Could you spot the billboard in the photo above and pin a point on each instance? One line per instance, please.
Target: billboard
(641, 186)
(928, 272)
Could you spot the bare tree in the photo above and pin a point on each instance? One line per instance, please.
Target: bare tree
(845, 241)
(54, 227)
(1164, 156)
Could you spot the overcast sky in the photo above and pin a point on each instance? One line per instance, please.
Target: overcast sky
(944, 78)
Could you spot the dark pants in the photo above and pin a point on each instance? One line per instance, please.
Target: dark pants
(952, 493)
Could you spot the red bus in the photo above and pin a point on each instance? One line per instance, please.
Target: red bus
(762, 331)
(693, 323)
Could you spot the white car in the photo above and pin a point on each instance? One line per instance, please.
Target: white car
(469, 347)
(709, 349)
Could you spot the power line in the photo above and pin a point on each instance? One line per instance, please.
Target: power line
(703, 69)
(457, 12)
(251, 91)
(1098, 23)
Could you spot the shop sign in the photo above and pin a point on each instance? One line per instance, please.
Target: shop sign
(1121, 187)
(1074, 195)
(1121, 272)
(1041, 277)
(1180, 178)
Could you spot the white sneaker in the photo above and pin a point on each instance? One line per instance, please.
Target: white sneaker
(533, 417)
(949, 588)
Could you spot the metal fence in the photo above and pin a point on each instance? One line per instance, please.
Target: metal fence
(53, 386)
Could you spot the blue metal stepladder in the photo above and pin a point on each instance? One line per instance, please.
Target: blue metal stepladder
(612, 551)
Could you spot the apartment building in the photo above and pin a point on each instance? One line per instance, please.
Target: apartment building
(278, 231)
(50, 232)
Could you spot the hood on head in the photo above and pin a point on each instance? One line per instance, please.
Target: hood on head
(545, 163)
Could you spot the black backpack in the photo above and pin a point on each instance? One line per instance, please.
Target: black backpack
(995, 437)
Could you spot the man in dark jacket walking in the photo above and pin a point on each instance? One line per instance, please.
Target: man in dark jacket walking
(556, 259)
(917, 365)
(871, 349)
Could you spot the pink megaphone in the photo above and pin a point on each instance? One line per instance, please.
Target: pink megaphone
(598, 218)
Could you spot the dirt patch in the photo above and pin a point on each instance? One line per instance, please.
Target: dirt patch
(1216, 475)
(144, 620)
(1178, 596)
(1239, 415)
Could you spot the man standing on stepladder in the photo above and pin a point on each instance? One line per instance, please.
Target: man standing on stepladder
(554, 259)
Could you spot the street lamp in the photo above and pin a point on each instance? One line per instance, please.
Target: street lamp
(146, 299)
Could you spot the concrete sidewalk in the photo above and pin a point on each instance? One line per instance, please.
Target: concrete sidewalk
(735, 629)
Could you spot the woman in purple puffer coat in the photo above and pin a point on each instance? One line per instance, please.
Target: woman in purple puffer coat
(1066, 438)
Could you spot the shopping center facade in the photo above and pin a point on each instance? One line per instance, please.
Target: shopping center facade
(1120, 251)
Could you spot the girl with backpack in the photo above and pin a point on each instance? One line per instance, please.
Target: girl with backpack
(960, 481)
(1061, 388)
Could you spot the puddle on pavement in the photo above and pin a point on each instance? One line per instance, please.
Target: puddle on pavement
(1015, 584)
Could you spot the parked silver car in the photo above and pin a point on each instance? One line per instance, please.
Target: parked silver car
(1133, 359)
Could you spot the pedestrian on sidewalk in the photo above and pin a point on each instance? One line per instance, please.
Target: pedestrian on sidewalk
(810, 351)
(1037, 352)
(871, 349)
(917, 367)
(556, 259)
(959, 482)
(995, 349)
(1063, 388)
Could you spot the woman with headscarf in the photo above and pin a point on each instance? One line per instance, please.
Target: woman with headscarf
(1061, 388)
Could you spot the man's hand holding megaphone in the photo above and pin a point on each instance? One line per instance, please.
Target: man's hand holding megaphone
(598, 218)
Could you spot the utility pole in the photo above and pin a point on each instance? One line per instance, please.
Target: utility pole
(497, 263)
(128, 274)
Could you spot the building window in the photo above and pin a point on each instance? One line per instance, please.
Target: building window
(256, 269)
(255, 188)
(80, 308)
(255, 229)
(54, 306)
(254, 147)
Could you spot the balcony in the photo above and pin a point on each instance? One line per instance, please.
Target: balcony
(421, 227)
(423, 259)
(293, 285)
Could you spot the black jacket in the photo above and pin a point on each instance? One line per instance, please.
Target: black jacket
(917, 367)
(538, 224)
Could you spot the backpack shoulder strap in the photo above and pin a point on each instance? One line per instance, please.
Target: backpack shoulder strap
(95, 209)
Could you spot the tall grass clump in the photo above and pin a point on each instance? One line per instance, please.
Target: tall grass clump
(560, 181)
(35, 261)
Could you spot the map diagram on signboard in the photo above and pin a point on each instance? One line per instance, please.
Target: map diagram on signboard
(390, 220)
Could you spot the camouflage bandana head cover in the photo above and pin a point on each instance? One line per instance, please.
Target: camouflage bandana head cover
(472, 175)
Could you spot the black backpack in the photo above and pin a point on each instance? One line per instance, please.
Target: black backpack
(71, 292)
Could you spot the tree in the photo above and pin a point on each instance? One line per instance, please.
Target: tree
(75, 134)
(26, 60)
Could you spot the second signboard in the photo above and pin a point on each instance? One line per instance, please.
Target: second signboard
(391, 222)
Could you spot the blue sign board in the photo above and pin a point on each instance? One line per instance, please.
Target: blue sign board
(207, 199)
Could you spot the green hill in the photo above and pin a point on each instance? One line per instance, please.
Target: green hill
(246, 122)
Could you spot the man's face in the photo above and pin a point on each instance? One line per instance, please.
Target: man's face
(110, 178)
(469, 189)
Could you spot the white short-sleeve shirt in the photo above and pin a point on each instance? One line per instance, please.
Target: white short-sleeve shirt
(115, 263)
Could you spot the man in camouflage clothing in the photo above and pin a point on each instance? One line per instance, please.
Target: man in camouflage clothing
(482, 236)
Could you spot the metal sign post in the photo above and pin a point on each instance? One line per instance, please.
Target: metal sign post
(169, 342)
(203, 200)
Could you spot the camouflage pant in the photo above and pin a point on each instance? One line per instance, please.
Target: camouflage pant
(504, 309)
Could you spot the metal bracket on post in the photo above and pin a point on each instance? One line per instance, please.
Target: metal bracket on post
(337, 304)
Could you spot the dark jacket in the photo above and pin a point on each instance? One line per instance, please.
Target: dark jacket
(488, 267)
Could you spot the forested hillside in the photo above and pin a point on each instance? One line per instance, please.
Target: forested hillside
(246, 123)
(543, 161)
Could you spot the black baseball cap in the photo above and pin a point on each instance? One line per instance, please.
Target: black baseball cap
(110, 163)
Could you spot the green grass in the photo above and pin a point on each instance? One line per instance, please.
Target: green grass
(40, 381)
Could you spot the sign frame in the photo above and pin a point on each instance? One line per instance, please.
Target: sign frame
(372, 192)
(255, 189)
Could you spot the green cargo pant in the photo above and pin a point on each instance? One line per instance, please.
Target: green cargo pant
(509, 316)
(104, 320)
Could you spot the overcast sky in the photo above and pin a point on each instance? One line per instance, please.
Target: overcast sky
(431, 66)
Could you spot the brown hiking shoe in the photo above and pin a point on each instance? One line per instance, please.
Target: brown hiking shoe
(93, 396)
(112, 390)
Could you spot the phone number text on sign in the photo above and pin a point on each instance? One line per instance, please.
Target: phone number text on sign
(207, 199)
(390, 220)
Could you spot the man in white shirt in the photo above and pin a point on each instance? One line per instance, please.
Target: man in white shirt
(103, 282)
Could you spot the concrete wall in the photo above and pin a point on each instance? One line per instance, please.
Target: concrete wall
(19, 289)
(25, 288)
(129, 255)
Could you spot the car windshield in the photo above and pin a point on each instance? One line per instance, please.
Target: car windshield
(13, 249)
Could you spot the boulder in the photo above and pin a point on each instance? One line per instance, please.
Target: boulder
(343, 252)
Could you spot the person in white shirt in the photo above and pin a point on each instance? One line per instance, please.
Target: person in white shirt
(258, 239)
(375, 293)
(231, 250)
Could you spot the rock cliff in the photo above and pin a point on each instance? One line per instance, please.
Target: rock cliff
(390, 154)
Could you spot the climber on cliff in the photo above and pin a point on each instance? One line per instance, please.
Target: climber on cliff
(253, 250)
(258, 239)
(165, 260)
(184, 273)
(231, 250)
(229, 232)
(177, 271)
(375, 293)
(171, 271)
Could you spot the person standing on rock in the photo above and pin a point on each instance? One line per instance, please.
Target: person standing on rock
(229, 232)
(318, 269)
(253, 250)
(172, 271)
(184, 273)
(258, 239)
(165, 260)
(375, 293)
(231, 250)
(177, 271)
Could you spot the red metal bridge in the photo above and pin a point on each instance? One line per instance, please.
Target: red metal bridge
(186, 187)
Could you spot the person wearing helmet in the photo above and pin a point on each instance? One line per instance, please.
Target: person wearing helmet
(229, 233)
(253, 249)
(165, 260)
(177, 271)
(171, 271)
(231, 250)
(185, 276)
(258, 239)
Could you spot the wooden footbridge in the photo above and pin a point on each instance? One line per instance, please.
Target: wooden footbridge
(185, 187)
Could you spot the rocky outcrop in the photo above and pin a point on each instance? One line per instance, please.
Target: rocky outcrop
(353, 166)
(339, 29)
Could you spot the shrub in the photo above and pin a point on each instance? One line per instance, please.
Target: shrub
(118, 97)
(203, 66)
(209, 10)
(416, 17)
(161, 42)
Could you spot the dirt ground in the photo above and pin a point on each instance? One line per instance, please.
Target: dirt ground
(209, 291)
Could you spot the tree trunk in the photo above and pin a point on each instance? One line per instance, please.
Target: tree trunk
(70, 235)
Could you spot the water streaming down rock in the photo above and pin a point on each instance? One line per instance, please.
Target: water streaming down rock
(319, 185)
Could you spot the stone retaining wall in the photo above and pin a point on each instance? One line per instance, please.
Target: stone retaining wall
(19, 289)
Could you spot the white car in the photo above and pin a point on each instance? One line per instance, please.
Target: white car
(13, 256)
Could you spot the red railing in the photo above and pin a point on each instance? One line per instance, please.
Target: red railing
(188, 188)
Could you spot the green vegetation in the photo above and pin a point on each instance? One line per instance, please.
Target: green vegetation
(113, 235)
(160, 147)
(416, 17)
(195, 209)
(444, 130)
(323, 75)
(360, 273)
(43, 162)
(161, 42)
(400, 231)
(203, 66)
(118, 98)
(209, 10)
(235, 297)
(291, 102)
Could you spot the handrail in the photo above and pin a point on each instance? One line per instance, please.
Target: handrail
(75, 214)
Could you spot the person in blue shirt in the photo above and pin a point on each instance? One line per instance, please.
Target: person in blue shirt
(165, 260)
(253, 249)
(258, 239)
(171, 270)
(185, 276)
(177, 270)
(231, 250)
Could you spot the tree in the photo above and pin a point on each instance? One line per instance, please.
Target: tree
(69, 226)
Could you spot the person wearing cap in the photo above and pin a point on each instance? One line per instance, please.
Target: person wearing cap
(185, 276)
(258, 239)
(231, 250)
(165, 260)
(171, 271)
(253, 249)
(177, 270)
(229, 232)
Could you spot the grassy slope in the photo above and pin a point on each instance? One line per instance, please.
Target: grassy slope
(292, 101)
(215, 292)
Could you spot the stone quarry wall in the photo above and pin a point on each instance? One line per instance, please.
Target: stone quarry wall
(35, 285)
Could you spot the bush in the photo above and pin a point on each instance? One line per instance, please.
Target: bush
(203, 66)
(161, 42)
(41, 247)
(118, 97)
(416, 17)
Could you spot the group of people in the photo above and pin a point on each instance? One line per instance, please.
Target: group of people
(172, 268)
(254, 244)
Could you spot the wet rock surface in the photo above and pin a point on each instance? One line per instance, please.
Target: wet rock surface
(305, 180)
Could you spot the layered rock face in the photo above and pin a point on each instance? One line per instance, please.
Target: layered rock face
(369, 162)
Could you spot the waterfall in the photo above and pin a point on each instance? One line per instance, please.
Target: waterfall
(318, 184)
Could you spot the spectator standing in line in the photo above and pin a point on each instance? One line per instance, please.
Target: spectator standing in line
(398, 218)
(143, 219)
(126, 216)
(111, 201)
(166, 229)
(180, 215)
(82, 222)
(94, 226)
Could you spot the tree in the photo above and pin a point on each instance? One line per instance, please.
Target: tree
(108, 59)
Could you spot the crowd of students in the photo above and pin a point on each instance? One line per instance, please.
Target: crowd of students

WHAT TO WORK ON: Each line in the material either holds the string "students" or does not. State how many do, and nothing else.

ANSWER SECTION: 2